■ **MATERIAL PROVIDED**
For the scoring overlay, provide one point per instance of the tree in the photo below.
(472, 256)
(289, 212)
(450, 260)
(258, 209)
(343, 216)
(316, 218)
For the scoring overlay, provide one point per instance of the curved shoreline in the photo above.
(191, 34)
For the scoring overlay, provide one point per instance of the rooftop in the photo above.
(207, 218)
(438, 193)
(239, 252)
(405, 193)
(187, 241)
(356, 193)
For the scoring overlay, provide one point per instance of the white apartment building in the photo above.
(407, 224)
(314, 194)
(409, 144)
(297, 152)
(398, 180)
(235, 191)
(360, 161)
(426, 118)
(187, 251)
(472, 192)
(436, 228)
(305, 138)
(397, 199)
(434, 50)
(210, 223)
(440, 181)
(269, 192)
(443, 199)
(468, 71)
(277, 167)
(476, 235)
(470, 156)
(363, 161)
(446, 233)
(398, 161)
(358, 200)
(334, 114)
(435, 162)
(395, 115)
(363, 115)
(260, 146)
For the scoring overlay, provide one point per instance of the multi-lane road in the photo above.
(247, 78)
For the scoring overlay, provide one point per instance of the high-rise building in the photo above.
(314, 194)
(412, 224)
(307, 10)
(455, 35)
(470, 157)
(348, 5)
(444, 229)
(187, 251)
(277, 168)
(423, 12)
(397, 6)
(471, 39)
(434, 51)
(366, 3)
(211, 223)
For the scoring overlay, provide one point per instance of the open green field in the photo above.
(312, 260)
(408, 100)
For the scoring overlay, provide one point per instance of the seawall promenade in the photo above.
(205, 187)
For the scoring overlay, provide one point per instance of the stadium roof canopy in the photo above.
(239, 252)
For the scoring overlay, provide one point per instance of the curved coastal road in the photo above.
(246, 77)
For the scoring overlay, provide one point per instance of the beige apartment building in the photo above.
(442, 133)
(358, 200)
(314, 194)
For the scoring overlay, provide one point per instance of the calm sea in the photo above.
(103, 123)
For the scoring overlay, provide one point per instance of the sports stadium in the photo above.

■ **WHAT THE TASK REQUIRES**
Turn all of the data above into a numbered list, leaving out any blank lines.

■ **WORKED SOLUTION**
1. For the scoring overlay, provide one point per instance of the tree in the photo below.
2. (472, 256)
3. (289, 212)
4. (450, 260)
5. (258, 209)
6. (343, 216)
7. (316, 218)
8. For the scoring overlay, provide one point per instance of the curved shoreline in the photo above.
9. (191, 34)
10. For the scoring overlay, provide one point per instance of the rooftop in the photo above.
11. (207, 218)
12. (438, 193)
13. (239, 252)
14. (405, 193)
15. (187, 241)
16. (356, 193)
17. For the scoring overlay, provide one point per instance of the white apartment building in the photo above.
18. (407, 224)
19. (314, 194)
20. (409, 144)
21. (297, 152)
22. (398, 180)
23. (235, 191)
24. (360, 161)
25. (426, 118)
26. (187, 251)
27. (472, 192)
28. (436, 228)
29. (305, 138)
30. (397, 199)
31. (434, 50)
32. (210, 223)
33. (440, 181)
34. (269, 192)
35. (443, 199)
36. (468, 71)
37. (277, 167)
38. (476, 235)
39. (470, 156)
40. (363, 161)
41. (446, 233)
42. (398, 161)
43. (358, 200)
44. (334, 114)
45. (435, 162)
46. (395, 115)
47. (363, 115)
48. (260, 146)
49. For the scoring overlay, provide one point per instance of the multi-lane road in the photo above.
50. (247, 78)
51. For the scoring overlay, provide one point per instance of the high-rise building in the photo above.
52. (314, 194)
53. (412, 224)
54. (307, 10)
55. (455, 35)
56. (470, 157)
57. (348, 5)
58. (444, 229)
59. (187, 251)
60. (277, 168)
61. (423, 12)
62. (397, 6)
63. (471, 39)
64. (434, 51)
65. (366, 3)
66. (211, 223)
67. For the scoring overlay, provide one point per instance of the open green field in the photo above.
68. (312, 260)
69. (408, 100)
70. For the scoring overlay, provide one point per instance of the seawall promenade in the photo above.
71. (205, 187)
72. For the scoring overlay, provide one point per instance of the stadium roof canopy in the photo above.
73. (239, 252)
74. For the scoring overlay, provide one point per instance of the curved coastal road in the photo above.
75. (246, 77)
76. For the scoring overlay, provide one point per instance of the beige apartment building in the photo above.
77. (442, 133)
78. (358, 200)
79. (314, 194)
80. For the scoring overlay, provide one point per instance of the calm sea in the photo above.
81. (103, 123)
82. For the scoring overlay, provide one point per instance of the sports stadium in the photo above.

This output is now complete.